■ **Task requirements**:
Turn every line of the records below into a numbered list, leaving out any blank lines.

[Point-based annotation data]

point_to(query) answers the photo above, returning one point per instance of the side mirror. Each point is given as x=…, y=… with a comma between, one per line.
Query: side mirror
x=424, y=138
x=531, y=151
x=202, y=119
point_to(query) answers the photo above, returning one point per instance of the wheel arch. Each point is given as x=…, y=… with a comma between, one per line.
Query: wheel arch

■ **Expected answer**:
1. point_to(query) answers the photo above, returning one point per instance of the side mirror. Each point is given as x=…, y=… with a comma between, one per line.
2. Query: side mirror
3. x=424, y=138
4. x=531, y=151
5. x=202, y=119
6. point_to(query) answers the photo above, returning one point per instance of the wheel arch. Each point is given as x=…, y=… with a comma between, one per line.
7. Query: wheel arch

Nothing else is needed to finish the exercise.